A rush of excitement, followed by a wince— that’s what I experienced when I first heard that French director Olivier Assayas (the illustrious filmmaker behind such contemporary classics as Irma Vep, Clouds of Sils Maria, and Personal Shopper) would be premiering a new film at this year’s Berlinale. And then I learned the plot: a film director Paul (Vincent Macaigne) and his music journalist brother Etienne (Micha Lescot) are holed up together with their respective partners in their childhood home in the French countryside in the early months of the COVID-19 pandemic. Another pandemic movie about being cooped up with a bunch of overly privileged people? No thanks.

▶ [SOURCE MATERIAL]
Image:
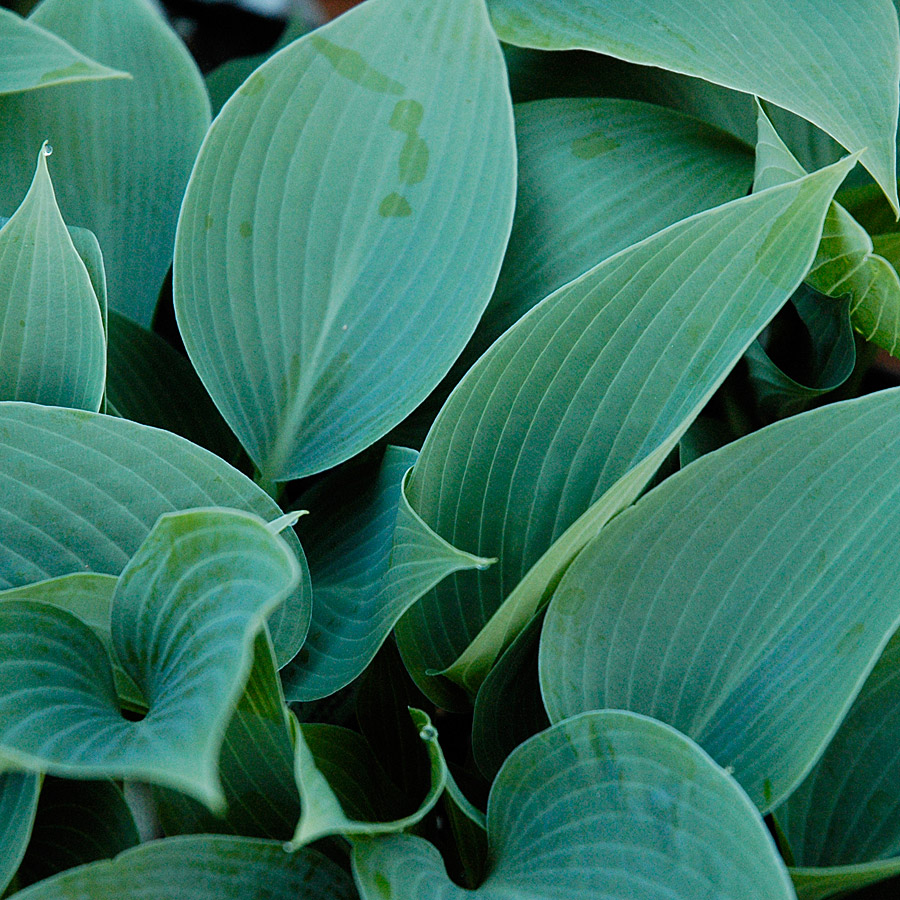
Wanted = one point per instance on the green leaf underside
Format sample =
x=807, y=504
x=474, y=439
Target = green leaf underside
x=18, y=802
x=201, y=868
x=749, y=615
x=371, y=557
x=832, y=358
x=77, y=822
x=32, y=57
x=566, y=417
x=148, y=381
x=94, y=488
x=842, y=820
x=340, y=788
x=845, y=263
x=350, y=137
x=52, y=342
x=256, y=766
x=604, y=805
x=126, y=181
x=828, y=63
x=184, y=615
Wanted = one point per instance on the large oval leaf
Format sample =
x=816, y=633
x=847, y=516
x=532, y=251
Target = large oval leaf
x=564, y=420
x=837, y=65
x=52, y=342
x=333, y=253
x=32, y=57
x=124, y=180
x=80, y=492
x=606, y=804
x=746, y=598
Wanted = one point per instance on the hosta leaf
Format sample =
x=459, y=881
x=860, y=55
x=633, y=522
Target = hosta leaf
x=351, y=137
x=845, y=264
x=52, y=341
x=184, y=616
x=124, y=180
x=371, y=557
x=595, y=176
x=607, y=804
x=340, y=788
x=564, y=420
x=828, y=361
x=747, y=614
x=256, y=766
x=837, y=66
x=77, y=822
x=32, y=57
x=18, y=802
x=148, y=381
x=95, y=486
x=842, y=821
x=207, y=867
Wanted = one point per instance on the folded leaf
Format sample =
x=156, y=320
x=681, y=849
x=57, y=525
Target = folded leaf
x=32, y=57
x=845, y=264
x=339, y=785
x=95, y=487
x=201, y=868
x=746, y=598
x=607, y=804
x=836, y=65
x=184, y=616
x=564, y=420
x=351, y=137
x=371, y=558
x=52, y=342
x=124, y=180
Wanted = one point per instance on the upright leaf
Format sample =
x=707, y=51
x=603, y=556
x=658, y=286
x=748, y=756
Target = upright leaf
x=96, y=485
x=32, y=57
x=845, y=264
x=124, y=180
x=564, y=420
x=837, y=65
x=207, y=867
x=746, y=598
x=52, y=342
x=351, y=138
x=185, y=613
x=607, y=804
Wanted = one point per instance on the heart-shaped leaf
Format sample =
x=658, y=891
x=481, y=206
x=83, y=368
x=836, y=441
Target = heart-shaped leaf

▶ [ACTIONS TO TAKE]
a: In the film review, what does Etienne do for a living?
b: Pick up the film review after its final sentence and keep writing it.
The records come from a different source than the film review.

▶ [ANSWER SET]
a: He is a music journalist.

b:
But with Assayas at the helm, there’s nothing cringe about Hors du temps (Suspended Time). Not enough time has passed to be able to look back on 2020 with any sort of illuminating hindsight, but we can look back on bits of it and laugh, and Assayas and his cast certainly handle it with a light and pensive touch. Anyone who has followed Assayas and his career will notice that Suspended Time contains thinly-veiled autobiographical elements (with Vincent serving as a stand-in for Assayas). The film begins with a lovely, sun-dappled property tour of the home the characters are living in, with Assayas himself providing the narration, describing everything from the tennis courts to the feel of his father’s chair and the types of books on the shelves, the colors of their covers indicating different types of literature— made even more tender by the fact that that is the actual home that Assayas grew up in.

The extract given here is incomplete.